It’s no great revelation of mine, but as I’ve recently been dating a number of guys (I specify this because I identify as bisexual and sometimes I see more women than I do men), I’ve been facing the consequences of a societal norm that, to me, seems a bit stale. As many have said before me, women are often expected to be passive; to be objects of sexual pleasure but not to seek it for themselves, to be available when sex is desired of them by others, but not so much as hint at their own desire if and when they experience it. This double standard has been thoroughly laid out by plenty of other thinkers. What is less criticized, however, is that this expectation carries over into real life experience in so many ways that don’t actually involve sex. At every point of the hetero dating cycle, women are to wait for the cues of the male love interest--whether it’s who’s going in for the first kiss, who’s deciding what to do on the first date, who’s inviting whom up to spend the night, and, most annoyingly, who’s going to initiate and maintain texting conversation after the hook-up. Whether or not women adhere to these regulations can determine the longevity of the romance.

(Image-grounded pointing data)
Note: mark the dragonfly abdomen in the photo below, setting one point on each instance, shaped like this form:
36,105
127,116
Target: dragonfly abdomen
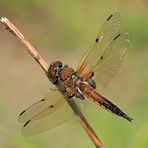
96,97
114,109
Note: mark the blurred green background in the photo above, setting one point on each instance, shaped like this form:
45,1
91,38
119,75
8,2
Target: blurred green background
63,30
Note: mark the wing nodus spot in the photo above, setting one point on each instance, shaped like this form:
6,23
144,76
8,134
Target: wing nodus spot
97,40
51,106
22,112
27,123
109,17
117,36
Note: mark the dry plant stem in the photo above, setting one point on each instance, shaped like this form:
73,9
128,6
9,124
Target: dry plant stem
11,28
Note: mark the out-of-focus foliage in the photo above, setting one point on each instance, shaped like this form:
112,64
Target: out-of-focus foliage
62,30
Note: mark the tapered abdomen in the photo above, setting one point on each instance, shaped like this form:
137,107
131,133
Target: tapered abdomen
96,97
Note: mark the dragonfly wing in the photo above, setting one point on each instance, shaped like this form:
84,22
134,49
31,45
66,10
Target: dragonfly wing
60,116
109,30
111,59
51,102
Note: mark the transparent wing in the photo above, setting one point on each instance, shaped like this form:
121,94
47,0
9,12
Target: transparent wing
51,102
109,31
110,61
47,113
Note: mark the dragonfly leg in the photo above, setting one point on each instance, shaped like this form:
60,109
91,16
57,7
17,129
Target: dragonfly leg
78,94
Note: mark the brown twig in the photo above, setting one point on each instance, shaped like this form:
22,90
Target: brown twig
27,45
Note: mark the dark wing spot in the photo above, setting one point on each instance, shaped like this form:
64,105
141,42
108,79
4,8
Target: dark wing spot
109,17
51,106
22,112
27,123
117,36
97,40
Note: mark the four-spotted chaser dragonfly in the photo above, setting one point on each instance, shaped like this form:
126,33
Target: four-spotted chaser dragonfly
95,70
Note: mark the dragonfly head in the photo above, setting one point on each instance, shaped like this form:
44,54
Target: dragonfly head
55,67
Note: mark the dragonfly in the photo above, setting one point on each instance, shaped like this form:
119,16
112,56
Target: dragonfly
95,70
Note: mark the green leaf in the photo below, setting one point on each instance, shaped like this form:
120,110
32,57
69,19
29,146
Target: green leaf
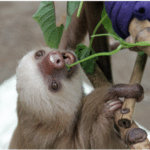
45,16
71,7
83,52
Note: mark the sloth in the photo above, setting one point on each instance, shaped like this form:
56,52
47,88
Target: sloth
52,111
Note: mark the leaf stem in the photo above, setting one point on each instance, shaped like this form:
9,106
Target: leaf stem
96,55
97,26
79,9
123,43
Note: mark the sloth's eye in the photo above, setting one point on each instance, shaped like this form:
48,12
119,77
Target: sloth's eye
39,53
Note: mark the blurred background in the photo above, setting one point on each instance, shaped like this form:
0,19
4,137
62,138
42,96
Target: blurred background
20,33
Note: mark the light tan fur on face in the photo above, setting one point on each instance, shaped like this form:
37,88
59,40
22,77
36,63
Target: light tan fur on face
59,119
31,86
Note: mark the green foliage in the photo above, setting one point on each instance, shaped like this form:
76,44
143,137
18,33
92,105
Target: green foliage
71,7
83,52
45,16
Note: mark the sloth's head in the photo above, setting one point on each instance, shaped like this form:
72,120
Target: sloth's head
43,78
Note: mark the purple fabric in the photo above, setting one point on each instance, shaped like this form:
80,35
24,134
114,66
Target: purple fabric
122,12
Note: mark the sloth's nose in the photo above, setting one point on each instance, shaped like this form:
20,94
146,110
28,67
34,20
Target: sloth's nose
56,59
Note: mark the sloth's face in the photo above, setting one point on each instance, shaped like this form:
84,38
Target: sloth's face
44,84
50,66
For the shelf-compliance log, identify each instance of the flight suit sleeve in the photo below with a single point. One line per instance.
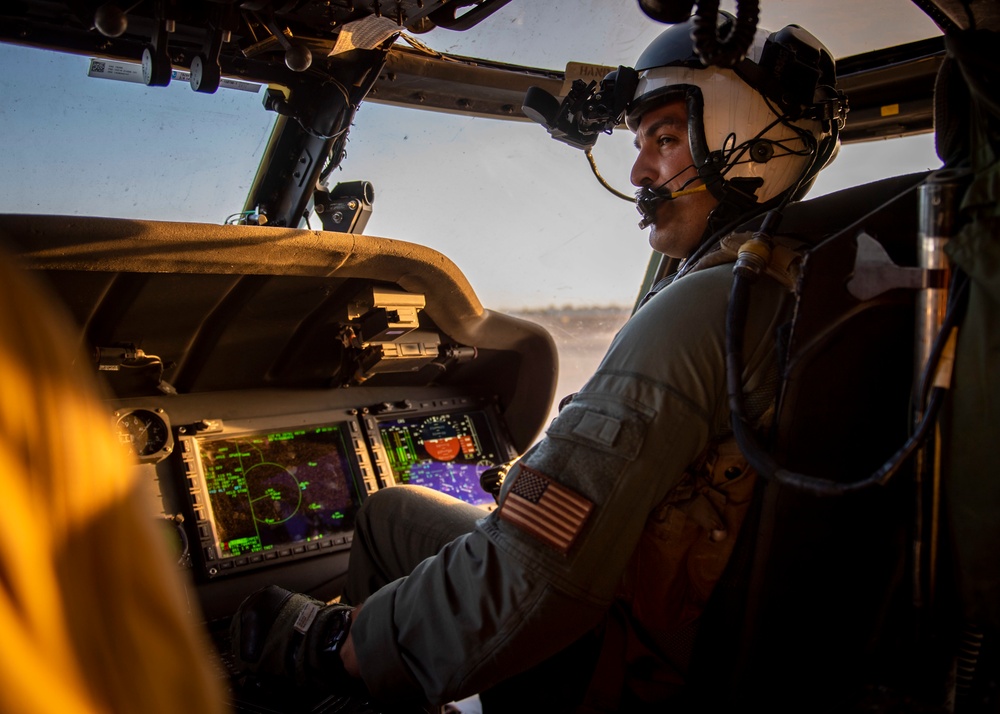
(541, 570)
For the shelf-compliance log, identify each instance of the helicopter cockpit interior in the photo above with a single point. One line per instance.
(269, 371)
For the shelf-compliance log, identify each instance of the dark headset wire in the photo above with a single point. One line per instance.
(760, 459)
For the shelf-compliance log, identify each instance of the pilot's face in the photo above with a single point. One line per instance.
(664, 160)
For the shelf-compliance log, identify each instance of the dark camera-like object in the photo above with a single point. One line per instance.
(587, 111)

Exercise instructions:
Continue the passage on dating norms, beginning after its final sentence. The items above stand apart from the passage on dating norms and are separate material.

Result of the task:
It’s all problematic, but I take particular offense, and have caught myself carefully adhering, to the rules of the last one in the above list. After having sex with someone new (or many new people at once), it’s quite possible that the sex was subpar. I’m of the opinion, though, that the rare times when it is not--that is, if there is a connection between those involved--this is reason enough to want to see each other again, or at least reason to maintain communication. However, because of the way that I’ve been socialized, I often find myself and my relationships at the whim of the men I’ve hooked up with, waiting to hear from them before I tell them how I feel, or waiting to be asked out by them before I see them again--in spite of what it is I am feeling. In essence, it appears that it doesn’t matter that I feel a connection with a man until he legitimizes it by choosing to continue talking to me; that my feelings and my desires are entirely second to his. Aside from the obvious sexism at hand, another issue here is that, even if a man does feel a connection with a woman, most men are socialized to be poor communicators.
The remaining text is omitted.